◆ Prompt:
Copy out the article on Assad's interview with "Palmyra" changed to "the ancient city". Begin at the words "In an interview" and stop after "the desert city.".

◆ Document text:
** start **

BEIRUT — Fresh from a major victory over Islamic State militants, Syrian President Bashar al-Assad on Wednesday expressed support for peace talks next month in Geneva but still firmly rejected the opposition’s key demands.
In an interview with Russian media, the embattled leader discussed his vision for eventual reconstruction from a devastating civil war and his desire to let Moscow, a key ally, maintain an indefinite military presence in Syria.
Assad’s comments come just days after his forces drove Islamic State extremists out of Palmyra. Seizing the archaeologically rich city was a big success for his government and its foreign military backers, most notably Russia, which bombed the militants in the desert city.
In his remarks, Assad appeared buoyed by that battlefield win, strongly dismissing as “illogical and unconstitutional” the idea of forming a transitional government to end a civil war that has killed more than 250,000 people, displaced millions and fueled the rise of the Islamic State.
The Syrian opposition at the Geneva peace talks, an umbrella body known as the High Negotiations Committee, has called for creating a transitional government that has no role for Assad — a proposition that now seems even less likely.
“There is nothing, neither in the Syrian constitution nor in any other constitution in the world, called a transitional body,” Assad was quoted as saying in the interview with Russia’s state-owned Sputnik news agency.
He instead repeated his desire for forming a unity government with opposition members, independents and current government officials.
The opposition members swiftly rejected that idea.
“The government, whether it’s new or old, as long as it is in the presence of Bashar al-Assad, is not part of the political process,” George Sabra, an opposition negotiator at the talks, told the Reuters news agency.
During an international peace conference nearly four years ago, world powers created a framework to end the Syrian conflict that included forming a transitional authority with full executive power. This remains the basis for the U.N.-sponsored talks in Geneva, which completed an initial round this month with hopes of resuming another in early April.
In the interview, Assad suggested that the scheduled talks would continue as planned by their mediator, Staffan de Mistura, the U.N. envoy to Syria.

** end **

◆ Data shown:
** start **

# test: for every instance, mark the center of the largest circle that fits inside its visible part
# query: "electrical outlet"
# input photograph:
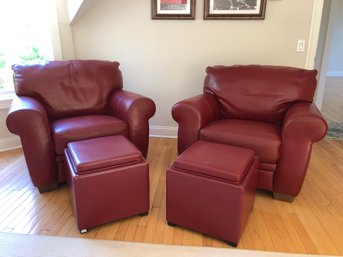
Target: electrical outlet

** end **

◆ Solution to this problem:
In an interview with Russian media, the embattled leader discussed his vision for eventual reconstruction from a devastating civil war and his desire to let Moscow, a key ally, maintain an indefinite military presence in Syria.
Assad’s comments come just days after his forces drove Islamic State extremists out of the ancient city. Seizing the archaeologically rich city was a big success for his government and its foreign military backers, most notably Russia, which bombed the militants in the desert city.